▶ **Texto seleccionado**:
+ + + +

La red como medio subversivo de difusión
     Una actitud agresiva, provocadora, beligerante o irreverente en la línea no es sinónimo de terrorismo, y precisamente la expresión de las ideas extremas y perturbadoras es algo de lo que más protección necesita en una sociedad abierta. Por ejemplo, el partido y movimiento antiárabe Kahane Chai, fundado por Meir Kahane, está considerado una organización terrorista, tanto por el gobierno estadounidense como por el israelí, y si bien sus actividades son ilegales, su website opera dentro de la ley y está protegido por la Primera Enmienda de la Constitución Estadounidense (que consagra la libertad de expresión), por lo que estos extremistas la usan para predicar su credo racista, informar de actividades a sus seguidores, reclutar miembros y recaudar fondos. No es fácil determinar cuándo la propaganda puede tornarse peligrosa y en qué momento las palabras violentas pueden dar lugar a la violencia real.
     Morris Dees, el cofundador del centro de defensa de los derechos civiles, Southern Poverty Law (SPLC), describe internet como "… un salvaje Oeste en el que miembros rurales del kkk, skinheads tatuados y muchachos comunes en edad universitaria intercambian ideas maliciosas y tácticas terroristas" (Village Voice, 24-x-2000). Aunque esta afirmación parece exagerada, Dees fundamenta su paranoia en el hecho de que el SPLC ha clasificado en su Intelligence Report a 457 grupos activos —racistas o violentos, o ambas cosas— tan sólo en Estados Unidos.

El hacker como terrorista
     Independientemente de que la red sea un medio particularmente versátil, universal y poderoso para diseminar ideas, los medios tradicionales se han encargado de promocionar hasta la náusea que internet es el principal terreno de batalla donde se disputa la muy publicitada y muy mal entendida guerra de la información o infoguerra, la cual tiene muy poco en común con cualquier noción de guerra convencional y está emparentada con el concepto del ciberdelito o cibercrimen. Este último término se refiere en general a cualquier fraude o abuso cometido por medio de computadoras o redes informáticas.
     Pocas semanas después del 11 de septiembre, se aprobó en EE.UU. la Ley Antiterrorista (ATA), que categorizaba el cibercrimen como una transgresión terrorista federal retroactiva, que podía dar lugar a la cadena perpetua. Así se determinaba que los hackers (para quienes es un arte penetrar sistemas, burlar defensas digitales, descifrar códigos y crear virus, worms o caballos de Troya) y los crackers (quienes emplean su talento para robar información, chantajear, paralizar o sabotear) no son diferentes de secuestradores, asesinos y demás individuos que cometen crímenes violentos por alguna causa política, económica o religiosa.

+ + + +

▶ **Consigna de trabajo A**: Indica cuántos grupos activos en Estados Unidos clasificó el SPLC en su Intelligence Report, según el texto sobre internet y terrorismo.
▶ **Consigna de trabajo B**: Copia el pasaje del texto sobre internet y terrorismo que empieza con "Pocas semanas después" y sigue hasta "económica o religiosa.", y sustituye "cadena perpetua" por "prisión de por vida".
Los registros no tienen relación con el texto sobre internet y terrorismo.

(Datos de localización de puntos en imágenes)
+ + + +

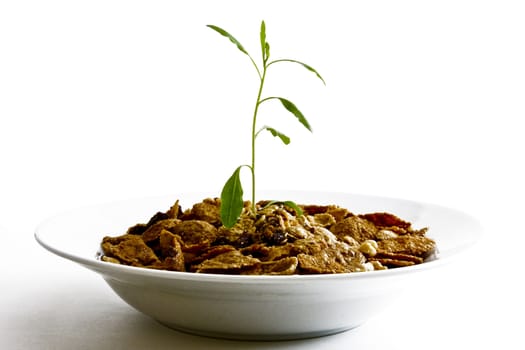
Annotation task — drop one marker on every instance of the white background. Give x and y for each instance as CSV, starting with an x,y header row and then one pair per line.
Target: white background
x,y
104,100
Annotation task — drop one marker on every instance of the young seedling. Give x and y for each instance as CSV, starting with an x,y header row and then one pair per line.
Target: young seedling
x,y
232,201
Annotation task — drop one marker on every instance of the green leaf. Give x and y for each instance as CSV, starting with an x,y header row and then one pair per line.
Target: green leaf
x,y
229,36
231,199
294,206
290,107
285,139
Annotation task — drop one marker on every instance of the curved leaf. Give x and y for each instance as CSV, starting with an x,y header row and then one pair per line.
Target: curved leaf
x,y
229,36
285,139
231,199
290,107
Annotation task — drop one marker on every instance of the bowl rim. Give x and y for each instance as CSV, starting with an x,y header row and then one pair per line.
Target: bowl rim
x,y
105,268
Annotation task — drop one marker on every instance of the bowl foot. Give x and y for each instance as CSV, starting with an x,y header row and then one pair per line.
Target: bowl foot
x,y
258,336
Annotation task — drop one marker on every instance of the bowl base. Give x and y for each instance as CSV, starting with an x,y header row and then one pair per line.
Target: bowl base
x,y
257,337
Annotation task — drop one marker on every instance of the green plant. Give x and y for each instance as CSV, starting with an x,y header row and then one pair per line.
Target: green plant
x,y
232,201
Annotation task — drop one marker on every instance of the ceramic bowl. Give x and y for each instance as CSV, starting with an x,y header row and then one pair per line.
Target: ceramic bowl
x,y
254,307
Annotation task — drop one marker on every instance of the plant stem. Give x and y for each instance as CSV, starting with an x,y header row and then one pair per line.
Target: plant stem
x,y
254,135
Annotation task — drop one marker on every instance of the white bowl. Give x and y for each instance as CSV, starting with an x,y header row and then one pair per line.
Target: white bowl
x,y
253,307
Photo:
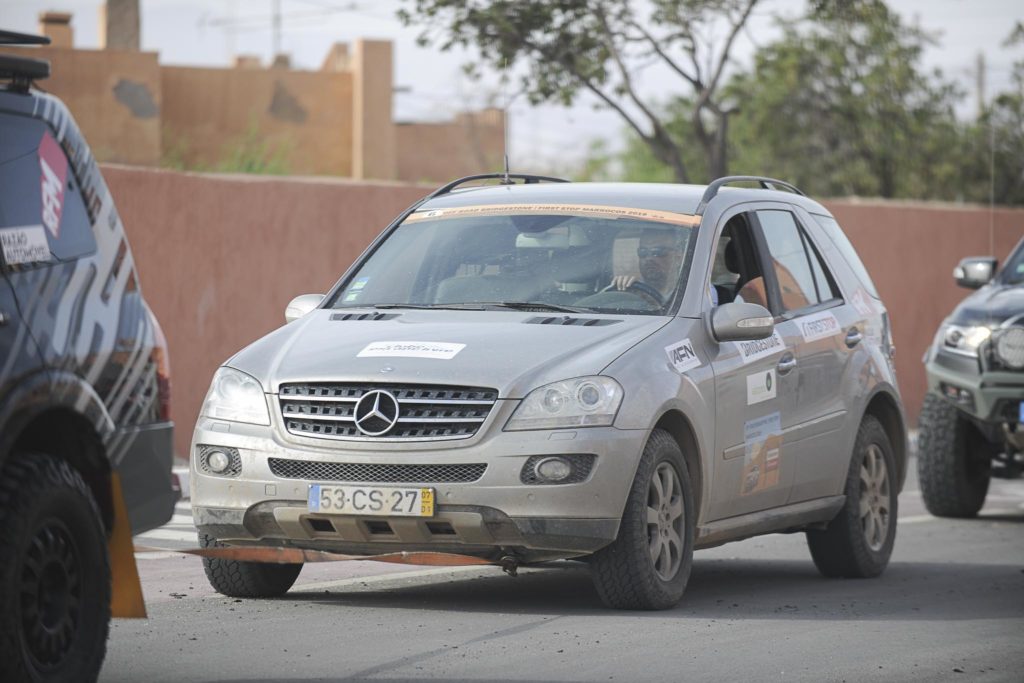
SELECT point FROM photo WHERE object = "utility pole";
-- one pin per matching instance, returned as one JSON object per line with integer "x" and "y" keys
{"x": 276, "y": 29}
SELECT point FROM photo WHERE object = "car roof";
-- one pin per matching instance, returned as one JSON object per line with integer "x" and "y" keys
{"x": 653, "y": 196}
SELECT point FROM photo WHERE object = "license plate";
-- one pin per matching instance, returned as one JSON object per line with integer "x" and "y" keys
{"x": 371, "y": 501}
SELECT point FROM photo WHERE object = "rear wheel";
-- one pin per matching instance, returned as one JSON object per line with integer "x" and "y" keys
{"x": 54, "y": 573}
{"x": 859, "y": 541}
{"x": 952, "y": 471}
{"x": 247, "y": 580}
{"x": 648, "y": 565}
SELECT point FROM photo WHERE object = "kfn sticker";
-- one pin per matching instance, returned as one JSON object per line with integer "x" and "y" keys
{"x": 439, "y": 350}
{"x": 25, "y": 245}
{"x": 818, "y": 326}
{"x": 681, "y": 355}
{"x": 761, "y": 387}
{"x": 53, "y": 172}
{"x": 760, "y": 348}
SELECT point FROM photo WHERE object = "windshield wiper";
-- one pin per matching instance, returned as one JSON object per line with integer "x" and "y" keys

+ + + +

▶ **Respuesta del ejercicio A**: 457 grupos activos.

▶ **Respuesta del ejercicio B**:
Pocas semanas después del 11 de septiembre, se aprobó en EE.UU. la Ley Antiterrorista (ATA), que categorizaba el cibercrimen como una transgresión terrorista federal retroactiva, que podía dar lugar a la prisión de por vida. Así se determinaba que los hackers (para quienes es un arte penetrar sistemas, burlar defensas digitales, descifrar códigos y crear virus, worms o caballos de Troya) y los crackers (quienes emplean su talento para robar información, chantajear, paralizar o sabotear) no son diferentes de secuestradores, asesinos y demás individuos que cometen crímenes violentos por alguna causa política, económica o religiosa.